> _PROMPT_: Update the records by replacing "pinpoint" with "locate" and keep everything else the same. Leave the pictures out of the answer.

> _Detection annotation records_:
:::

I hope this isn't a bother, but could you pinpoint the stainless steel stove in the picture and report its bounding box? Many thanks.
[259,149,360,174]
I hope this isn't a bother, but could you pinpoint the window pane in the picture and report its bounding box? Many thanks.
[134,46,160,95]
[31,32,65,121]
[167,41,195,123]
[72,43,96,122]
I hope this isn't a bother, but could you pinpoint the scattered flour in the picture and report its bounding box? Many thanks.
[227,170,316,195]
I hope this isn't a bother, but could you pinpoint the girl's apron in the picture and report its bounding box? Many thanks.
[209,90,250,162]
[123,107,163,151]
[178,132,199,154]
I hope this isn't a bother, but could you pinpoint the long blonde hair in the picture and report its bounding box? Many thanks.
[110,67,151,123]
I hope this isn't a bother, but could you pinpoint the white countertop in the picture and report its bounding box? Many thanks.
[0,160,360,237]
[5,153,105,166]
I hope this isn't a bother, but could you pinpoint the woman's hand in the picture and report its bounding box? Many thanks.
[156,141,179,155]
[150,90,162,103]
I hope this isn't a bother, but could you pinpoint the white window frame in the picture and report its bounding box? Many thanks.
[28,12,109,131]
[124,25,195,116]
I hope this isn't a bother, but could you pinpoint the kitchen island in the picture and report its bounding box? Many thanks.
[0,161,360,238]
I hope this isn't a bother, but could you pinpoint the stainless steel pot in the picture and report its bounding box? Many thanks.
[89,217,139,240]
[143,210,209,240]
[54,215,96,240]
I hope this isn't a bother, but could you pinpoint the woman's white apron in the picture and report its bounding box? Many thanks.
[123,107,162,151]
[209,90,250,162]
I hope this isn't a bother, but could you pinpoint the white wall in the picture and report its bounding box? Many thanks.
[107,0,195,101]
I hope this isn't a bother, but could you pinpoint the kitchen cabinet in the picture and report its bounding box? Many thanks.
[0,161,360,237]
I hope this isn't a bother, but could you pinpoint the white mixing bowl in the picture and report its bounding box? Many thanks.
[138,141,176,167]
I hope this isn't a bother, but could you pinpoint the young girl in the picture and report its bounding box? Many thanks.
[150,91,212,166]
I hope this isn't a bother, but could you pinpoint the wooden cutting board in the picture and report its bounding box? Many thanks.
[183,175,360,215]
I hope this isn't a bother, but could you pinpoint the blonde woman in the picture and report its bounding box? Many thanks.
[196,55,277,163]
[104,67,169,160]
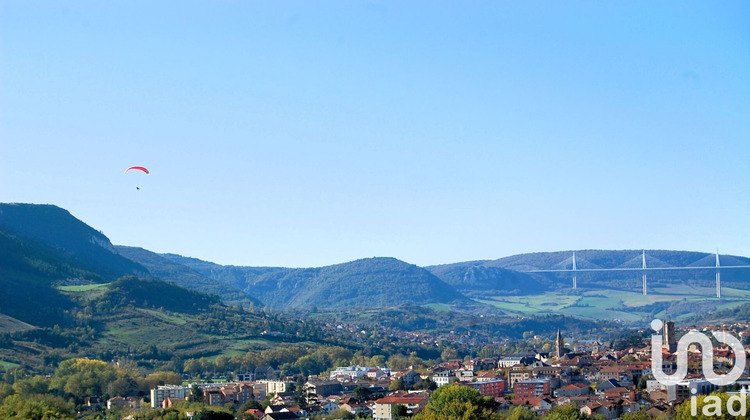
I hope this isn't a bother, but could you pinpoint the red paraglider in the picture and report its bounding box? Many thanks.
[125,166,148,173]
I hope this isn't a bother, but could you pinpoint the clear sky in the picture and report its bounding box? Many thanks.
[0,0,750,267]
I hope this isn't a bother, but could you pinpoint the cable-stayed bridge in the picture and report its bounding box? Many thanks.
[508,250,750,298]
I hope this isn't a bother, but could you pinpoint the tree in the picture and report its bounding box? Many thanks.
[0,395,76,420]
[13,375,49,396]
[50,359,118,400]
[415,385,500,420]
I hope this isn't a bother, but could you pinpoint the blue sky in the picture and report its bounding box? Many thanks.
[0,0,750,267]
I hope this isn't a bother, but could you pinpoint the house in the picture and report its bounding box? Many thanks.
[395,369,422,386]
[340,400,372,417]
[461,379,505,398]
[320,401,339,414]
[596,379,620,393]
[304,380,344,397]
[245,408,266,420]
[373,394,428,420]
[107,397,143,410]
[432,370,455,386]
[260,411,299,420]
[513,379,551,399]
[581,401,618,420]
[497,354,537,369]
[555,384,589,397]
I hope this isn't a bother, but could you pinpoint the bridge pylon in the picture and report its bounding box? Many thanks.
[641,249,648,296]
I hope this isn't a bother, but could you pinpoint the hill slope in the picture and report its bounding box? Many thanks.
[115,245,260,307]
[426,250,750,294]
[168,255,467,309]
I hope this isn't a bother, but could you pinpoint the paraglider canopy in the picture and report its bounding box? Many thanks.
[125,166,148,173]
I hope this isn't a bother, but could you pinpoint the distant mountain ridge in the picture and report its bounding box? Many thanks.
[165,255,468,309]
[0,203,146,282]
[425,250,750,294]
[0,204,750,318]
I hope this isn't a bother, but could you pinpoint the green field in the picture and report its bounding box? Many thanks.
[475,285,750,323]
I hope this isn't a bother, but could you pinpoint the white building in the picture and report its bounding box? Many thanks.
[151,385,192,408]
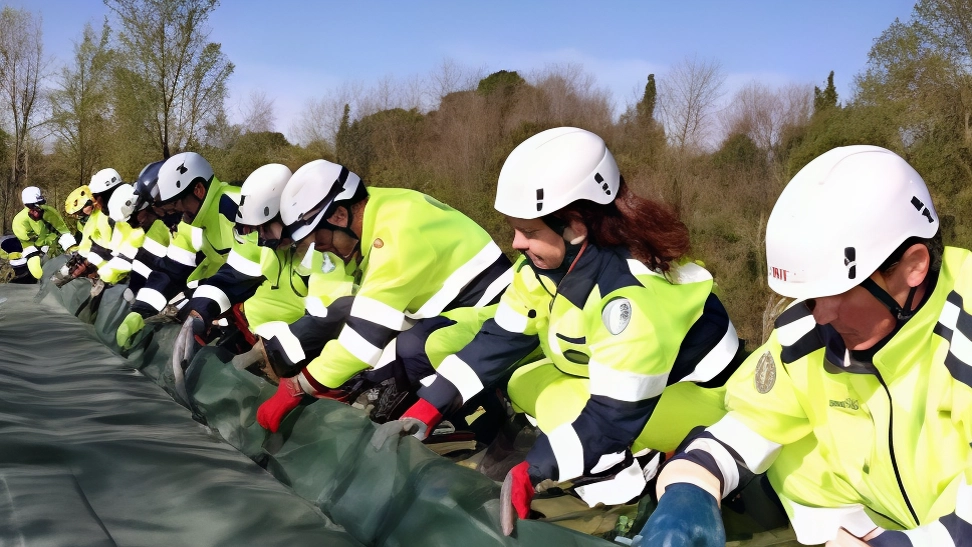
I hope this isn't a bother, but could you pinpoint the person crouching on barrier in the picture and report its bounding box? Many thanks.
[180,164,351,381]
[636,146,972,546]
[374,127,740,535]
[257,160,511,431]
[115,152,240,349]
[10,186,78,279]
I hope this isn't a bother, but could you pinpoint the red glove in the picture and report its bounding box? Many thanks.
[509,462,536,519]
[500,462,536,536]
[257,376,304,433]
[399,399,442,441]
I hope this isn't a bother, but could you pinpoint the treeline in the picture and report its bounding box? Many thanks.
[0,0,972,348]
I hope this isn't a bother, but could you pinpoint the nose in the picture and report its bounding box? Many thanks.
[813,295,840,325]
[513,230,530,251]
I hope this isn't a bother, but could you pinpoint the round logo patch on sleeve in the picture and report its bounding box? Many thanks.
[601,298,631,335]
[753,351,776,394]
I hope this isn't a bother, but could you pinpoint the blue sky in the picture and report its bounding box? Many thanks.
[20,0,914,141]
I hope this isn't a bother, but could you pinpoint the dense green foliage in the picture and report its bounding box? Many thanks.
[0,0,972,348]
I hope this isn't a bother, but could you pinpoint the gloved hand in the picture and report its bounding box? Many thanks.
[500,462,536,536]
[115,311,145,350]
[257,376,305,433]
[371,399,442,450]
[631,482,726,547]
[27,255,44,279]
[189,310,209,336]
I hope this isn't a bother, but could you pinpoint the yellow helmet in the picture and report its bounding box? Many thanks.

:::

> _RESULT OF THIS EXERCISE_:
I hope this isn't a bother, but could you locate the stainless steel stove in the picture and report its bounding box? Many thanks.
[259,149,360,174]
I hope this isn't a bother, but could you locate the window pane in the picture and report its bounding box? Many thanks.
[134,46,160,95]
[31,32,65,121]
[167,41,195,123]
[72,43,96,122]
I hope this isn't a bother, but could you locate the scattered flour in the picture and report its bounding box? Many thanks.
[227,170,316,195]
I hope this isn't a bother, but could you locate the girl's apron in the picture and report its bounding box? Many thanks.
[209,90,250,162]
[123,107,163,151]
[178,132,199,154]
I hope this isn't a bother, but could you locate the long blonde hair in the picture and report its bounding box? Many thanks.
[110,67,151,123]
I hope this isn't a bother, but could you locate the white countertop in the picture and report its bounding box? Many thanks.
[0,160,360,237]
[5,153,105,166]
I hope this isn't a bother, but could you locate the woman's hand in the picture and report its bounding box? Many thanks.
[156,141,179,155]
[150,90,162,103]
I hope this isn't a bother, but could you locate the white window frame in the picture and report its bounding box? Many thanks.
[28,12,109,131]
[124,25,195,116]
I hope this isn't a bother, but could you locate the kitchen island in the picture and report its bounding box? Many thanks.
[0,161,360,238]
I hope this isn't a bother, but could you locate the stainless steel pot in the picture and report its bounding box? Many thanks.
[89,217,139,240]
[143,210,209,240]
[54,215,96,240]
I hope this isn't a bother, but could you locate the woman's white apron in the picture and report its bounding box? Many thanks.
[123,107,162,151]
[209,90,250,162]
I hope this isn't a bother, but could you locate the white wall in the picture and report its bounding box? Many thanks.
[107,0,195,101]
I hope this isn't a bother, but could you locate the kitchen cabinet in the picture and report its bounding box? Many thanks.
[0,161,360,237]
I hope this isn't a bother, but could you locate the white mixing bowl in the picture and report its bounding box? Many thanks.
[138,141,176,167]
I hope this isn't a bother, but could you locate the young girl in the picture and report its bounding box? Many thanks.
[150,91,212,166]
I hope this isn't a bother, but could you locate the wooden cutting board in the picture and report its bounding box? Many thanks.
[183,175,360,215]
I hope this isn't a bother, but could you locate the blonde woman in the picture and report its bounding box? Many thanks.
[196,55,277,163]
[104,67,169,160]
I hope this isn't a bother, but could you locate the red paraglider in the picture and report its bounding box? Many thanks.
[125,166,148,173]
I hope this isn't a bother, but could you locate the clear sky in the picture and report its bounding box? Many thanks.
[0,0,750,267]
I hope this isn't a bother, but could you locate the cable-stayed bridge in the picture and report its bounding box? Many thanks.
[508,250,750,298]
I hope this isn't a bother, but could you locate the tree in the picture and report its bounding box? Many thanks.
[0,395,76,420]
[13,375,49,396]
[50,359,118,400]
[415,385,500,420]
I hope this isn't a bother, but could you locate the blue sky in the picture and report its bounding box? Many thanks.
[0,0,750,267]
I hope this isn't a bother, but could you locate the house in the picture and report its bounding box? Many thanks.
[395,369,422,386]
[340,400,372,417]
[461,379,505,398]
[320,401,339,414]
[596,379,620,393]
[304,380,344,397]
[245,408,266,420]
[373,394,428,420]
[107,397,143,410]
[432,370,455,386]
[260,411,299,420]
[513,379,551,399]
[581,401,618,420]
[497,354,537,369]
[555,384,589,397]
I hope this isn't a bother, but could you locate the bridge pylon in the picture and report its bounding box? Many thanks.
[641,249,648,296]
I hope this isn't a bother, but could you locate the hill slope in the picture and report its bounding box? Many thanks.
[115,245,260,307]
[426,250,750,294]
[168,255,467,309]
I hope this isn't a bother, but could you locate the paraglider canopy in the picture and report its bounding box? Many thanks.
[125,166,148,173]
I hope this isn't a bother, but could you locate the distant mountain ridge in the picture and report its bounding box? Many thanks.
[165,255,468,309]
[0,203,146,282]
[425,250,750,294]
[0,204,750,318]
I hope this isn't a bother, but could you locate the green field in the picture and report its bounding box? Many thanks.
[475,285,750,323]
I hope this isn't a bother, but could you locate the white building in the picture and report its bounding box? Many thanks.
[151,385,192,408]
I hope this isn't a bother, but could you locate the person crouching on barrier in the picture and report its bounding box? Many thanks.
[180,164,351,381]
[636,146,972,546]
[374,127,740,535]
[257,160,511,431]
[115,152,240,349]
[10,186,78,279]
I hope this isn't a bother, but could you locate the red glove in the picture and report its bounding box? Many thanks.
[509,462,536,519]
[500,462,536,536]
[257,376,304,433]
[399,399,442,441]
I hope this isn't a bother, but could you locate the treeline in the picture and report its bounding box? Many thanks.
[0,0,972,348]
I hope this isn't a bother, but could you locate the nose in the picture and report its bounding box? Many thanks.
[813,295,840,325]
[513,230,530,251]
I hope this isn't a bother, but could you locate the round logo patch on sleeve in the picture and report its bounding box? Many thanks.
[601,298,631,335]
[753,351,776,394]
I hope this isn't a bother, but could you locate the blue sky in the picture and report its bounding box? Many thanks.
[20,0,914,141]
I hope this isn't a bother, but could you locate the dense green foliage in the picture and report its bounding box? Many thanks.
[0,0,972,348]
I hope this isn't a bother, but could you locate the gloved hand in the picture and report its bounding box? Many thanks.
[500,462,536,536]
[115,311,145,350]
[257,376,305,433]
[371,399,442,450]
[631,482,726,547]
[27,255,44,279]
[189,310,209,336]
I hope this isn't a bother, but could you locate the yellow helmet in the picture and report its bounding box? Many thanks.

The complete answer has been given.